It’s long been known that the brain has a close relationship to the subtle physiological signals sent out by internal bodily processes such as the heart rate, respiration and muscle system, both driving them and responding to them. The technique called resonant breathing is one example, where deliberately breathing more slowly — about six breaths a minute — aligns breath cycles with the heart’s natural rhythm, creating more balance in the body’s response to its environment, lowering stress and promoting mental and physical health.

Prof. Shella Keilholz
However, research has been scarce on what is happening between the brain and the body to enable resonant breathing to have such a calming effect on the brain.
Keilholz was part of a team of researchers that recently published a study in Nature Neuroscience offering some of the first answers to this question. The study found that the brain produces what they call a global signal — a single master signal linked to multiple body processes in the autonomic nervous system, the system that controls involuntary responses including heart rate, respiratory volume, skin conductance and the diameter of the pupils. Global activity patterns had previously been observed in the brain but until now, they hadn’t been linked to cyclical variations in body processes.
“That view of the global signal as something that might be an actual repeated process in the brain is new,” Keilholz says. “While people have known that we have different autonomic nervous responses for a long time, nobody has put all this together in one coherent system. Our research showed it looks like one coherent system.”
The team studied global signals by looking for connections between variations in brain signals, observed through functional magnetic resonance imaging (fMRI) and variations in multiple body processes, including heart rate, skin conductance, respiratory volume and blood pressure changes. While each of these responded normally to external stimuli, they also showed spontaneous variations that seemed to be coordinated.

Some responses happened a little faster than others, some a little more slowly, but they all followed what Keilholz calls “a global pattern. You get the strong positive amplitude, then the strong negative amplitude and then a return to normal.”
The autonomic nervous system has long been known to play an important role in maintaining the equilibrium of different body processes. Keilholz says it isn’t yet clear just how the subtler, harder-to-detect global signal connects to different bodily processes or what overall role that signal plays.

▶ [Action item] Quote the entire passage on the brain's global signal and bodily rhythms, word for word.

▶ [Records shown]
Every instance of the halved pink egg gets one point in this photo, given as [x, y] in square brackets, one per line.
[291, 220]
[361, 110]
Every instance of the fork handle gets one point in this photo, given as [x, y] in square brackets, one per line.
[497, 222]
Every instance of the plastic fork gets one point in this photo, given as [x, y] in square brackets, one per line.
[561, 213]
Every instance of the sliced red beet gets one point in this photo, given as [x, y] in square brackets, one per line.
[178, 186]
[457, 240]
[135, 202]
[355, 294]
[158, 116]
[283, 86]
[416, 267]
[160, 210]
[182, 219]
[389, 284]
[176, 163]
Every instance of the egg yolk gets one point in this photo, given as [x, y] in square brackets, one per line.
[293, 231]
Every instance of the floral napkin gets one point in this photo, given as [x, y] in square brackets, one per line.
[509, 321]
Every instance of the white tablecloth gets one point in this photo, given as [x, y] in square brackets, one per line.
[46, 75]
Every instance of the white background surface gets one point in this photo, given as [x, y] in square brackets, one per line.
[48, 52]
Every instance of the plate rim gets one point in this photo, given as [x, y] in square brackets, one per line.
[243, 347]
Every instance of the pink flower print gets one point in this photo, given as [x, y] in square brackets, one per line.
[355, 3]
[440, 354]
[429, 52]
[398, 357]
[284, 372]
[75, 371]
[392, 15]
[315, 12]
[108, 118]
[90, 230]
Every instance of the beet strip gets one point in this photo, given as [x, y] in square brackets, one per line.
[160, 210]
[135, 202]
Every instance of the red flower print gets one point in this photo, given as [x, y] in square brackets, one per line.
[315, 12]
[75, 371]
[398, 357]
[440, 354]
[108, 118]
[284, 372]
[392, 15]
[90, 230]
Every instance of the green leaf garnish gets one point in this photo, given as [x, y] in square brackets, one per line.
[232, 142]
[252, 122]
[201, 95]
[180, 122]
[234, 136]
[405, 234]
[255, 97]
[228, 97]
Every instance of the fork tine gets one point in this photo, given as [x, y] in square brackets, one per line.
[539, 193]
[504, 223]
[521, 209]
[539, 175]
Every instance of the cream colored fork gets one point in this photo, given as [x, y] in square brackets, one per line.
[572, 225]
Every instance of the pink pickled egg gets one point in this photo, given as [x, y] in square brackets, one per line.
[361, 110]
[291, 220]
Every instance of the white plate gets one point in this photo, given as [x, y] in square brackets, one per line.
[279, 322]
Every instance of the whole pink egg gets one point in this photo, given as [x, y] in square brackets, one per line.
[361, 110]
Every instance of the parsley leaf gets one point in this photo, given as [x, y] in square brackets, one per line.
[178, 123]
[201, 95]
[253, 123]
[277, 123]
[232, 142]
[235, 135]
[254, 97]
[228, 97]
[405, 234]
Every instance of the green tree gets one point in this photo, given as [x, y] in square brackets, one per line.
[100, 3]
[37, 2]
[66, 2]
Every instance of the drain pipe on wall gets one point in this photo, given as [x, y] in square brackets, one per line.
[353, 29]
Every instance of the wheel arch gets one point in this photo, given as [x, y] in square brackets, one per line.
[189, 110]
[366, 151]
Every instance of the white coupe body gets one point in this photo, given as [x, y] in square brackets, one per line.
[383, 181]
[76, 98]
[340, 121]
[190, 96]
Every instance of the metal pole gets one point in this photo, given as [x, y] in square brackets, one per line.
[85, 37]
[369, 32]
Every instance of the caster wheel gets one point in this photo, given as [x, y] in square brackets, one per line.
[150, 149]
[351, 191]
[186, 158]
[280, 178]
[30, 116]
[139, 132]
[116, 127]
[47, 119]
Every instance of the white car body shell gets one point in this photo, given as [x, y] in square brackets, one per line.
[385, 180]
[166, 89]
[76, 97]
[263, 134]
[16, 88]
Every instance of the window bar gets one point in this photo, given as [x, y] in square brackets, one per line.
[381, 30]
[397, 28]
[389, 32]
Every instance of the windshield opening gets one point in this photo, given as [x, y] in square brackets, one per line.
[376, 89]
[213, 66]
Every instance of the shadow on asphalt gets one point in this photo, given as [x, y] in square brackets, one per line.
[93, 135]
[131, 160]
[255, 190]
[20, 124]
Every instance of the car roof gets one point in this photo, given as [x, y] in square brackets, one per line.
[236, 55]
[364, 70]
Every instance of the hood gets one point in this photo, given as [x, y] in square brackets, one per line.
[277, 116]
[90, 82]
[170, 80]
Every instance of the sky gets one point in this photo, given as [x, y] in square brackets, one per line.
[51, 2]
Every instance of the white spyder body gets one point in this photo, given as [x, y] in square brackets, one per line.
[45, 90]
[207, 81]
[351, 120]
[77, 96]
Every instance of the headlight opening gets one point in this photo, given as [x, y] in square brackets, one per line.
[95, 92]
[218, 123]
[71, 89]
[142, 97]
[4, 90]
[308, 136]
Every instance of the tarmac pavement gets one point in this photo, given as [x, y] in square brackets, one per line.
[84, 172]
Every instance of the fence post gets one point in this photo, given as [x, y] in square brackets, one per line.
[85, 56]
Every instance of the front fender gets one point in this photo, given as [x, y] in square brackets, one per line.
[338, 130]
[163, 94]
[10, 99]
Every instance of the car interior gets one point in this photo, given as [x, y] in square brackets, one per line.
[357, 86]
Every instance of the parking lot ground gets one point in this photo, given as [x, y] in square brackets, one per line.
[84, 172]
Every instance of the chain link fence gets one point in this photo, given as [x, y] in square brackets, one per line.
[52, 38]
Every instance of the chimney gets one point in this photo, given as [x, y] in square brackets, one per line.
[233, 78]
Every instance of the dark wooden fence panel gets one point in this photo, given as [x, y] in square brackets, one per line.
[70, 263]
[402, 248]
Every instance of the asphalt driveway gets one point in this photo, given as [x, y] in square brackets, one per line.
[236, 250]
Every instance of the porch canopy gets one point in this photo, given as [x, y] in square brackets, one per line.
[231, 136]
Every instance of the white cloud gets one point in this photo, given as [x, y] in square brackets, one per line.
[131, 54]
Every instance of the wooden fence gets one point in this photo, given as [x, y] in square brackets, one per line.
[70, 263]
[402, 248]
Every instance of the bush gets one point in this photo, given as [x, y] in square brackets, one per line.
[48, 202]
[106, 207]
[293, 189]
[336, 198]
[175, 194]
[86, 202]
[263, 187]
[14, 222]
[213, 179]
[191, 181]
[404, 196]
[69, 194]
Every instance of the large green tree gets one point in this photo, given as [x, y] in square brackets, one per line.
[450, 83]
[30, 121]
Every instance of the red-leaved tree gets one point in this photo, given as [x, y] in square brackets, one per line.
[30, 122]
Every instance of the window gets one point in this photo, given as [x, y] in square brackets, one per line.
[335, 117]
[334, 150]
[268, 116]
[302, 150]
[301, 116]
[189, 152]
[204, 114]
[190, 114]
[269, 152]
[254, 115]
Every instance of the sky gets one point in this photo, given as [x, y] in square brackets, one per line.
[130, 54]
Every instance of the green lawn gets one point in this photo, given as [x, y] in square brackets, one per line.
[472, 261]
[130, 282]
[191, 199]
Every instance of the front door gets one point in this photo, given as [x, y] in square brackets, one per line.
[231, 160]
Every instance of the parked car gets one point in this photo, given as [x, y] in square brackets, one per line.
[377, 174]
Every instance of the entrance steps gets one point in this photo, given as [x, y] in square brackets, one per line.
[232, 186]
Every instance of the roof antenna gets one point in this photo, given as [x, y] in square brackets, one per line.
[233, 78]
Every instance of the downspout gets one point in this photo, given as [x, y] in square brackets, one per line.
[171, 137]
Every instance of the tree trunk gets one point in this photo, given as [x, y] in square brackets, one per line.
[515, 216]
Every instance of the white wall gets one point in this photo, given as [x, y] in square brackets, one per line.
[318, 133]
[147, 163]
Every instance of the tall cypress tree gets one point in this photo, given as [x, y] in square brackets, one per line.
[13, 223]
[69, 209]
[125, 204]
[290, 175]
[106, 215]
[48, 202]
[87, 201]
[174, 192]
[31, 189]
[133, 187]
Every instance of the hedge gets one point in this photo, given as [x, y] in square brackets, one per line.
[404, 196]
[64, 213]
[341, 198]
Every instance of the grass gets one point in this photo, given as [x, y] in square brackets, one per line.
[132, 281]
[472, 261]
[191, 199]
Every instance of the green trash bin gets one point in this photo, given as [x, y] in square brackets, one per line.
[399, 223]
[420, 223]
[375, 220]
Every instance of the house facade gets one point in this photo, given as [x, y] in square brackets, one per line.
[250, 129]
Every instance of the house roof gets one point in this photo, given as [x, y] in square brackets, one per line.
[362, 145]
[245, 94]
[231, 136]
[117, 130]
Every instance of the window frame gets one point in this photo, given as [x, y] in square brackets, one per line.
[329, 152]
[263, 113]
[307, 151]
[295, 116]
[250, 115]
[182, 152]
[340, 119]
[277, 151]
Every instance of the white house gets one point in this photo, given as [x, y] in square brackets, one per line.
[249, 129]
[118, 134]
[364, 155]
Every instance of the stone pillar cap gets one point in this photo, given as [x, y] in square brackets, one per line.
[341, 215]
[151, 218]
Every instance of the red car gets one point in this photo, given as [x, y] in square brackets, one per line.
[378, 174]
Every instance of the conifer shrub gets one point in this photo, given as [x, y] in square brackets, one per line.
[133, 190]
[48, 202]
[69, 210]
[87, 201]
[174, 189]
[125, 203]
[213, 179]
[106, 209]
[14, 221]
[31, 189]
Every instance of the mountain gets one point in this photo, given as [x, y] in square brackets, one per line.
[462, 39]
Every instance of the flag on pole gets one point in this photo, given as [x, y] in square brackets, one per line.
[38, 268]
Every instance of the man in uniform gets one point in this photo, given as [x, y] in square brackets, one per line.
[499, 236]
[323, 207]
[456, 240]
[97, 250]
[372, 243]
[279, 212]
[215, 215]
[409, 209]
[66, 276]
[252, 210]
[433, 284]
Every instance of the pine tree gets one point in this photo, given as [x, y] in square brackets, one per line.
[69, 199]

▶ [Solution below]
It’s long been known that the brain has a close relationship to the subtle physiological signals sent out by internal bodily processes such as the heart rate, respiration and muscle system, both driving them and responding to them. The technique called resonant breathing is one example, where deliberately breathing more slowly — about six breaths a minute — aligns breath cycles with the heart’s natural rhythm, creating more balance in the body’s response to its environment, lowering stress and promoting mental and physical health.

Prof. Shella Keilholz
However, research has been scarce on what is happening between the brain and the body to enable resonant breathing to have such a calming effect on the brain.
Keilholz was part of a team of researchers that recently published a study in Nature Neuroscience offering some of the first answers to this question. The study found that the brain produces what they call a global signal — a single master signal linked to multiple body processes in the autonomic nervous system, the system that controls involuntary responses including heart rate, respiratory volume, skin conductance and the diameter of the pupils. Global activity patterns had previously been observed in the brain but until now, they hadn’t been linked to cyclical variations in body processes.
“That view of the global signal as something that might be an actual repeated process in the brain is new,” Keilholz says. “While people have known that we have different autonomic nervous responses for a long time, nobody has put all this together in one coherent system. Our research showed it looks like one coherent system.”
The team studied global signals by looking for connections between variations in brain signals, observed through functional magnetic resonance imaging (fMRI) and variations in multiple body processes, including heart rate, skin conductance, respiratory volume and blood pressure changes. While each of these responded normally to external stimuli, they also showed spontaneous variations that seemed to be coordinated.

Some responses happened a little faster than others, some a little more slowly, but they all followed what Keilholz calls “a global pattern. You get the strong positive amplitude, then the strong negative amplitude and then a return to normal.”
The autonomic nervous system has long been known to play an important role in maintaining the equilibrium of different body processes. Keilholz says it isn’t yet clear just how the subtler, harder-to-detect global signal connects to different bodily processes or what overall role that signal plays.